A task can access custom parameters declared in the configuration file at qc.tasks.<task_name>.taskParameters. They are stored inside a key-value map named mCustomParameters, which is a protected member of TaskInterface.

One can also tell the DPL driver to accept new arguments. This is done using the customize method at the top of your workflow definition (usually called "runXXX" in the QC).

For example, to add two parameters of different types do :

void customize(std::vector<ConfigParamSpec>& workflowOptions)
{
  workflowOptions.push_back(
    ConfigParamSpec{ "config-path", VariantType::String, "", { "Path to the config file. Overwrite the default paths. Do not use with no-data-sampling." } });
  workflowOptions.push_back(
    ConfigParamSpec{ "no-data-sampling", VariantType::Bool, false, { "Skips data sampling, connects directly the task to the producer." } });
}

Custom QC object metadata

One can add custom metadata on the QC objects produced in a QC task. Simply call ObjectsManager::addMetadata(...), like in

  // add a metadata on histogram mHistogram, key is "custom" and value "34"
  getObjectsManager()->addMetadata(mHistogram->GetName(), "custom", "34");

This metadata will end up in the CCDB.

Data Inspector

This is a GUI to inspect the data coming out of the DataSampling, in particular the Readout.

alt text

Prerequisite

If not already done, install GLFW for your platform. On CC7 install glfw-devel from epel repository : sudo yum install glfw-devel --enablerepo=epel

Compilation

Build the QualityControl as usual.

Execution

To monitor the readout, 3 processes have to be started : the Readout, the Data Sampling and the Data Inspector.
-=-=-=-=-
Reproduce the QC task documentation starting with "A task can access" and going on through "in the QC).". Substitute "dictionary" for "key-value map" throughout.
-=-=-=-=-
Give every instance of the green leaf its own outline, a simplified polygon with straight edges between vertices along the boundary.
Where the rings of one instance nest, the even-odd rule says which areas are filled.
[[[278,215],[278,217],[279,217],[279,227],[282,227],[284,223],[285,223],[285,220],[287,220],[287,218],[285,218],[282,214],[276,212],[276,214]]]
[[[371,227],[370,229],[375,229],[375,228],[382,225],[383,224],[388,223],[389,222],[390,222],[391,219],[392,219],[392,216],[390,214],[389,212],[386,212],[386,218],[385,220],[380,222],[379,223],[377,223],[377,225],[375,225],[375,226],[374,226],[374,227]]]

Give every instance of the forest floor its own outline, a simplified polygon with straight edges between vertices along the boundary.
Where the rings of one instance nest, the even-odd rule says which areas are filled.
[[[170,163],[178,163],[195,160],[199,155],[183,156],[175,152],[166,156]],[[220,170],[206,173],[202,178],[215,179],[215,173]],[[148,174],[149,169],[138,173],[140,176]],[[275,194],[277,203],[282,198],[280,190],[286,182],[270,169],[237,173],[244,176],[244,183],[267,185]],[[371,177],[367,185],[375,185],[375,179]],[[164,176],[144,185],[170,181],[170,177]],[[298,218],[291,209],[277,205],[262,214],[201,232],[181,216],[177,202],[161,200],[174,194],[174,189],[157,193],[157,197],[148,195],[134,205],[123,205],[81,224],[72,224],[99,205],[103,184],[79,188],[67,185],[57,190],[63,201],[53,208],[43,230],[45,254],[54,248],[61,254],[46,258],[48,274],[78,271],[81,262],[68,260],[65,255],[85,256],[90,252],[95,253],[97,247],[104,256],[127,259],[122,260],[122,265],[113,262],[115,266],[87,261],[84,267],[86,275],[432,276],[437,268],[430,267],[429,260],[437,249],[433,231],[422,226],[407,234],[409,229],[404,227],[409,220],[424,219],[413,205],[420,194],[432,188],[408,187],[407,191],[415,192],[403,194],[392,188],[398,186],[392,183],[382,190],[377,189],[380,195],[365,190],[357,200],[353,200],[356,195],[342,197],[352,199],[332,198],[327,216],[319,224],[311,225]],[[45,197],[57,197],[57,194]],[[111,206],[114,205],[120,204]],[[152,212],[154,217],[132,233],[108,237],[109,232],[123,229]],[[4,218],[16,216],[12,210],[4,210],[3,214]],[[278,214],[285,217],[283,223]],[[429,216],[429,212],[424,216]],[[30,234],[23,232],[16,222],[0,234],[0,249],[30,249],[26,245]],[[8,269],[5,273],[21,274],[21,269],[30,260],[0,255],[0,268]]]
-=-=-=-=-
Expected output
A task can access custom parameters declared in the configuration file at qc.tasks.<task_name>.taskParameters. They are stored inside a dictionary named mCustomParameters, which is a protected member of TaskInterface.

One can also tell the DPL driver to accept new arguments. This is done using the customize method at the top of your workflow definition (usually called "runXXX" in the QC).